* **EXTRAIT DU DOCUMENT**:

Le point de bascule intervient finalement le mercredi 26 avril. Ce matin-là, Emmanuel Macron a rendez-vous à la chambre de commerce et d'industrie d'Amiens, pour y rencontrer l'intersyndicale de l'usine Whirlpool, menacée de fermeture. Au beau milieu de cette réunion, la nouvelle tombe : Marine Le Pen vient d'arriver devant l'entrée de l'usine ! Accompagnée de militants frontistes, elle reçoit – devant la seule caméra de BFMTV un très bon accueil, et enchaîne pendant un quart d'heure les selfies. Sur les images, le contraste entre les deux scènes est saisissant. Emmanuel Macron ne laisse rien paraître, mais le coup de com' de la candidate frontiste a pris tout le monde de court, y compris l'équipe du candidat.
Emmanuel Macron contre-attaque. La réunion avec les responsables syndicaux terminée, il annonce qu'il se rendra, lui aussi, sur le site dans l'après-midi. Mais une fois sur place, l'accueil est houleux. Des sifflets, des cris "Marine présidente !", une meute de journalistes qui empêche tout dialogue avec les salariés... Emmanuel Macron ne se démonte pas. Il s'isole avec une trentaine d'ouvriers, et entame la discussion. Une petite heure passée à défendre point par point sa position sur le dossier, face à des ouvriers remontés. Il joue aussi sur la corde sensible.
Vous croyez que ça ne me fait pas mal aux tripes que le FN soit en tête sur mes terres ?
Après une longue discussion, Emmanuel Macron doit repartir. Il est attendu pour un meeting à Arras. Au moment de quitter les salariés de Whirlpool, l'ancien ministre repart sans huée. Le candidat peut même serrer quelques mains et échange des sourires. S'il n'a sans doute pas convaincu la majorité des ouvriers, il a en tout cas réussi à limiter les dégâts.
L'épisode l'a semble-t-il réveillé. Fini les sourires triomphants qui peuvent passer pour de l'arrogance, le candidat repart sur le terrain. Déplacement à Oradour-sur-Glane, visite du mémorial de la Shoah, hommage à Brahim Bouarram jeté dans la Seine en 1995 par des militants d'extrême droite... Pendant le week-end d'entre-deux-tours, Emmanuel Macron se place sur le terrain des valeurs, tentant de rediaboliser le FN.
De ce point de vue, le débat de l'entre-deux-tours va servir le candidat au-delà de ses espérances. Rituel incontournable de la campagne, il revêt cette année une importance particulière : les indécis et abstentionnistes potentiels sont plus nombreux que d'habitude. Marine Le Pen a choisi de cogner son adversaire comme jamais. Deux heures et demie sous extrême tension passées à invectiver le favori des sondages, sans jamais présenter ses propositions sur le fond. Même chez les partisans du Front national, sa prestation déçoit. Et gomme en partie le travail de banalisation entamé il y a plus de dix ans. Du côté d'En marche !, on est soulagé, persuadé qu'Emmanuel Macron a démontré sa capacité à présider. Dans un sondage Ipsos/Sopra Steria réalisé au lendemain du face-à-face, le candidat d'En marche ! reprend 2,5 points de plus, et recueille 61,5% des intentions de vote.

* **EXERCICE**:
Reprenez l'extrait sur la campagne d'Emmanuel Macron de « Le point de » jusqu'à « l'équipe du candidat. » compris, en changeant « mercredi » en « jeudi ».

* **DONNÉES FOURNIES**:

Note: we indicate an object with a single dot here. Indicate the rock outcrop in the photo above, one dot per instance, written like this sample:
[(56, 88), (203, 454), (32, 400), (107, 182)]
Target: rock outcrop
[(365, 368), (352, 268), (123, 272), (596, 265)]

* **RÉPONSE**:
Le point de bascule intervient finalement le jeudi 26 avril. Ce matin-là, Emmanuel Macron a rendez-vous à la chambre de commerce et d'industrie d'Amiens, pour y rencontrer l'intersyndicale de l'usine Whirlpool, menacée de fermeture. Au beau milieu de cette réunion, la nouvelle tombe : Marine Le Pen vient d'arriver devant l'entrée de l'usine ! Accompagnée de militants frontistes, elle reçoit – devant la seule caméra de BFMTV un très bon accueil, et enchaîne pendant un quart d'heure les selfies. Sur les images, le contraste entre les deux scènes est saisissant. Emmanuel Macron ne laisse rien paraître, mais le coup de com' de la candidate frontiste a pris tout le monde de court, y compris l'équipe du candidat.